— Assignment —
Would you please write out each entry that follows, exactly as written?

— Data to process —
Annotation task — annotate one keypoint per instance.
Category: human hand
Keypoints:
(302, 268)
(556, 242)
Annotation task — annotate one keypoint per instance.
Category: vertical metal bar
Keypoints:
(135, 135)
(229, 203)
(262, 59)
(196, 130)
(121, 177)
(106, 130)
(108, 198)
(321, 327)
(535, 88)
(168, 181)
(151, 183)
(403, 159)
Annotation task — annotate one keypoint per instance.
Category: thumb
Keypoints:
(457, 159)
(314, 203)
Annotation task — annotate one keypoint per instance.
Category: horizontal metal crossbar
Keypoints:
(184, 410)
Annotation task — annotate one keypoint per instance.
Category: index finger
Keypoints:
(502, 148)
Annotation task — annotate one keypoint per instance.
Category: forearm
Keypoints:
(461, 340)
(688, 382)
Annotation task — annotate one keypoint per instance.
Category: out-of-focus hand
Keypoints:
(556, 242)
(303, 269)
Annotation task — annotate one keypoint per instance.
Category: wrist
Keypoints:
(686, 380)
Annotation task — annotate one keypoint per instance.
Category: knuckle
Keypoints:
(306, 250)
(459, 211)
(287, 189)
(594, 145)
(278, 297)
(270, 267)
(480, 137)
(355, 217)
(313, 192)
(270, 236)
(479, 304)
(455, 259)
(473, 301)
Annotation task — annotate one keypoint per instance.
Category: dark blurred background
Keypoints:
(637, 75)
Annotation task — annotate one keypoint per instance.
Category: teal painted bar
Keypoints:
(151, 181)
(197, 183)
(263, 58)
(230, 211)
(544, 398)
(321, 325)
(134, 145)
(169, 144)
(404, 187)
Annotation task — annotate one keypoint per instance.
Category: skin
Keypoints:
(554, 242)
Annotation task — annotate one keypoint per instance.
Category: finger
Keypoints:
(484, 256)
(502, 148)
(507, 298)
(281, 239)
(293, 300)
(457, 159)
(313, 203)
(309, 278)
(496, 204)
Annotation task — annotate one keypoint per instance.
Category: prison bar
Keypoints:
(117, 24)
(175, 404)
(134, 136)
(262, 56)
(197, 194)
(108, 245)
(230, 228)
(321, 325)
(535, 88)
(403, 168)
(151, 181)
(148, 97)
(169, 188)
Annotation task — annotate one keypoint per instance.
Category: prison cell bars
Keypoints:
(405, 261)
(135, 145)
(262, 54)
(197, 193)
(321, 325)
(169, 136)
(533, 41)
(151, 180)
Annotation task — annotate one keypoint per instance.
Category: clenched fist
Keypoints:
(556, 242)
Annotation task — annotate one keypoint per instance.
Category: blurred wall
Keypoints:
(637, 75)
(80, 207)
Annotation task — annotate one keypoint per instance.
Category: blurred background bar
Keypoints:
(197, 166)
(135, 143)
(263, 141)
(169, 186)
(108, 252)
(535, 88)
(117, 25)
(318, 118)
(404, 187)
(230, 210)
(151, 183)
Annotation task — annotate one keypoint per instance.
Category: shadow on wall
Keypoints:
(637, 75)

— Task output —
Annotation task — annotate one keypoint per instance.
Category: human hand
Keypoints:
(302, 268)
(556, 242)
Annotation task — annotate one keypoint per instance.
Category: vertical metal bar
Keypoints:
(135, 135)
(229, 203)
(262, 59)
(196, 130)
(121, 177)
(106, 130)
(108, 198)
(321, 327)
(535, 88)
(168, 181)
(151, 183)
(403, 159)
Annotation task — annotate one keypoint per instance.
Category: thumb
Keypoints:
(457, 159)
(314, 203)
Annotation task — annotate one keypoint per instance.
Category: horizontal metal crossbar
Keypoints:
(184, 410)
Annotation task — annotate one keypoint per instance.
Category: index finger
Keypoints:
(502, 148)
Annotation task — annotate one keypoint per instance.
Category: forearm
Keypoints:
(461, 340)
(688, 382)
Annotation task — annotate one keypoint per instance.
Category: out-of-focus hand
Keypoints:
(556, 242)
(303, 269)
Annotation task — annotate one keypoint per instance.
Category: wrist
Keypoints:
(686, 380)
Annotation task — annotate one keypoint per instance.
Category: knuckle
Keypoints:
(306, 250)
(459, 211)
(287, 189)
(594, 145)
(278, 297)
(270, 267)
(480, 137)
(355, 217)
(313, 192)
(270, 236)
(479, 304)
(455, 259)
(473, 301)
Annotation task — annotate one keypoint per instance.
Category: dark blurred background
Keypoints:
(637, 75)
Annotation task — annotate one keypoint per instance.
Category: teal painted bar
Keypoints:
(151, 181)
(197, 183)
(263, 58)
(230, 211)
(544, 398)
(321, 325)
(134, 145)
(169, 144)
(404, 187)
Annotation task — annotate one keypoint per instance.
Category: skin
Keypoints:
(554, 242)
Annotation task — annotate one keypoint per instance.
Category: finger
Keypoints:
(484, 256)
(502, 148)
(507, 298)
(281, 239)
(293, 300)
(457, 159)
(313, 203)
(309, 278)
(496, 204)
Annotation task — annotate one keypoint per instance.
Category: prison bar
Keypoints:
(117, 24)
(175, 404)
(134, 136)
(262, 56)
(197, 194)
(108, 245)
(230, 228)
(321, 325)
(535, 88)
(403, 168)
(151, 181)
(148, 97)
(169, 188)
Annotation task — annotate one keypoint per instance.
Category: prison cell bars
Keypoints:
(405, 261)
(135, 145)
(262, 54)
(197, 193)
(321, 325)
(169, 136)
(533, 41)
(151, 180)
Annotation task — annotate one keypoint per instance.
Category: clenched fist
Keypoints:
(556, 242)
Annotation task — annotate one keypoint per instance.
Category: blurred wall
Keypoints:
(637, 75)
(80, 207)
Annotation task — annotate one keypoint per instance.
Category: blurred background bar
Keypoints:
(197, 166)
(135, 143)
(263, 141)
(169, 186)
(108, 252)
(535, 88)
(117, 25)
(318, 118)
(404, 187)
(230, 210)
(151, 183)
Annotation task — annotate one keypoint per instance.
Category: shadow on wall
Keypoints:
(637, 75)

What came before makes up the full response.